- **Challenge**: Reproduce without any changes everything in the rows below, from the line containing "Objective — for every instance of the blue cap, place" down to the final row, with both of those lines included.
* START Record list *
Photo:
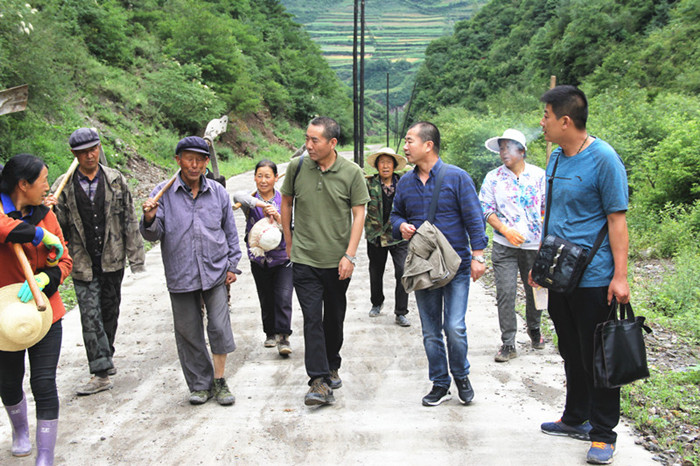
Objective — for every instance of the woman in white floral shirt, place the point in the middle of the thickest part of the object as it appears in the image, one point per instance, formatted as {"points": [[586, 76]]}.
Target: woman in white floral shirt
{"points": [[513, 200]]}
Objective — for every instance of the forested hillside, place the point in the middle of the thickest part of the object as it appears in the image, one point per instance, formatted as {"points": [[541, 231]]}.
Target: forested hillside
{"points": [[639, 63], [398, 31], [145, 73]]}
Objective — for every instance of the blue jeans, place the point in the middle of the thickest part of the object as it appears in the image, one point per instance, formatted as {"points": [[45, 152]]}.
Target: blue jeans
{"points": [[445, 308]]}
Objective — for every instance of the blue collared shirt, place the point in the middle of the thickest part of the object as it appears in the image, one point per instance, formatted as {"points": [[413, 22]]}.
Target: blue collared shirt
{"points": [[9, 206], [199, 241], [458, 214]]}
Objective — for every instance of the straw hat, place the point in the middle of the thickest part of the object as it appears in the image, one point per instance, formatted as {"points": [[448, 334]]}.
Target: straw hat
{"points": [[512, 134], [21, 324], [400, 159]]}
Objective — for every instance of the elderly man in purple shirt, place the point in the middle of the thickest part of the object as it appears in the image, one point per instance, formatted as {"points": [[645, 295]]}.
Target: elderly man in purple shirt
{"points": [[199, 243]]}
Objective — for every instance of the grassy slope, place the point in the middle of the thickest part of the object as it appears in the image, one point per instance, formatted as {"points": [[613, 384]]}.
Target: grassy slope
{"points": [[396, 30]]}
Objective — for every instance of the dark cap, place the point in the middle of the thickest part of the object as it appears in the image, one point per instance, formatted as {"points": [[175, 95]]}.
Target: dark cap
{"points": [[82, 138], [193, 144]]}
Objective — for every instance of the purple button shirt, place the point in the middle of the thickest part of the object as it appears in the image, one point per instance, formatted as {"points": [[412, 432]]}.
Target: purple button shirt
{"points": [[199, 241], [277, 256]]}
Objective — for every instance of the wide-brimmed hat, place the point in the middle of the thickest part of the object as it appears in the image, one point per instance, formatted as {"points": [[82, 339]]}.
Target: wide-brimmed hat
{"points": [[83, 138], [400, 159], [512, 134], [21, 324]]}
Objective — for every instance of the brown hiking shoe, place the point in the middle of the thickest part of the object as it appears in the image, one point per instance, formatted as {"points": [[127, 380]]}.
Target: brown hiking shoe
{"points": [[536, 338], [270, 341], [95, 385], [506, 353], [319, 394], [335, 380], [221, 393]]}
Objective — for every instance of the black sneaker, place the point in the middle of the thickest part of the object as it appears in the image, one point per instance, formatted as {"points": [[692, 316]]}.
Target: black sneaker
{"points": [[319, 394], [335, 380], [436, 396], [464, 390]]}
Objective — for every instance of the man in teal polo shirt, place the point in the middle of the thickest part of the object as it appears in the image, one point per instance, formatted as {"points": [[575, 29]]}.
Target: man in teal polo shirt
{"points": [[328, 195]]}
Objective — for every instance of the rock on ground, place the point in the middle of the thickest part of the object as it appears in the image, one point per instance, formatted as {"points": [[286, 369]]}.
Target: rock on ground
{"points": [[377, 419]]}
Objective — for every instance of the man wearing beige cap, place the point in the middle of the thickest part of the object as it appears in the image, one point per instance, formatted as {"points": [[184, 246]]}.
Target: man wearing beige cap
{"points": [[380, 241], [97, 216], [513, 199]]}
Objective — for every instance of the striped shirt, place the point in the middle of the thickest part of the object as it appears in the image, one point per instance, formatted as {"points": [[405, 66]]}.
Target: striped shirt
{"points": [[458, 214]]}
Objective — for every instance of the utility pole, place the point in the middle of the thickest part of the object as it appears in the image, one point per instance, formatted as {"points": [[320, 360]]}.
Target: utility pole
{"points": [[361, 162], [387, 109], [355, 101]]}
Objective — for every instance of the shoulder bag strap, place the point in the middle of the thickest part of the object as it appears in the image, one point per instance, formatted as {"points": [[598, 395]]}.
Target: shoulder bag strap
{"points": [[550, 183], [296, 173], [436, 192]]}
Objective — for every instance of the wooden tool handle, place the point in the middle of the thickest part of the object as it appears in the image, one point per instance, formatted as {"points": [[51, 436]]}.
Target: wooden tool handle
{"points": [[163, 190], [66, 178], [29, 275]]}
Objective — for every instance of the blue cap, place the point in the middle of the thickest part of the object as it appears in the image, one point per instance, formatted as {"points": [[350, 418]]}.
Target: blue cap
{"points": [[193, 144], [83, 138]]}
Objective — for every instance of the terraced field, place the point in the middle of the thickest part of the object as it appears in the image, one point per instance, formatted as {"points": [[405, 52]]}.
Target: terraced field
{"points": [[393, 32], [396, 29], [397, 33]]}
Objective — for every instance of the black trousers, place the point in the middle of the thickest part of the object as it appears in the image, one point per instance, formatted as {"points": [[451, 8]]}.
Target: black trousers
{"points": [[377, 262], [321, 295], [43, 360], [575, 317], [274, 285]]}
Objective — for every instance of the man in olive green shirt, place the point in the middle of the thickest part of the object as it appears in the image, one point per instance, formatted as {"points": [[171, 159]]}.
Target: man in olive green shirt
{"points": [[328, 195]]}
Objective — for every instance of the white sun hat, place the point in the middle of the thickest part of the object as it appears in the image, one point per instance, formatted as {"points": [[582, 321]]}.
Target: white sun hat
{"points": [[512, 134]]}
* END Record list *
- **Completed exercise**:
Objective — for every instance of the blue cap, place the point in the middle of the thickest part of the object as it appears in the image, one point per instance, formatted as {"points": [[350, 418]]}.
Target: blue cap
{"points": [[193, 144], [83, 138]]}
Objective — for every instance of the terraced field, place the point in the middle of the thickest part of the object as it appears in the image, one point per instance, formatted as {"points": [[405, 52]]}.
Target: terraced field
{"points": [[393, 32], [396, 29], [397, 33]]}
Objective — for every instance of the black trousers, place the point in the middle of the thickest part of the object as it appears in the image, one point per instance, formatted as {"points": [[451, 8]]}.
Target: black trousers
{"points": [[377, 262], [321, 295], [43, 360], [575, 317], [274, 285]]}
Objective — for every instance of the man in olive green shirt, place the point in the middle of the thickest part of the object as it appears in the image, one point per instance, formatted as {"points": [[171, 159]]}.
Target: man in olive green shirt
{"points": [[328, 195]]}
Objective — for every instance of the white sun hat, place the point in the middle of the thickest part of the object as it appears in the image, one point per instance, formatted as {"points": [[582, 321]]}.
Target: white sun hat
{"points": [[512, 134]]}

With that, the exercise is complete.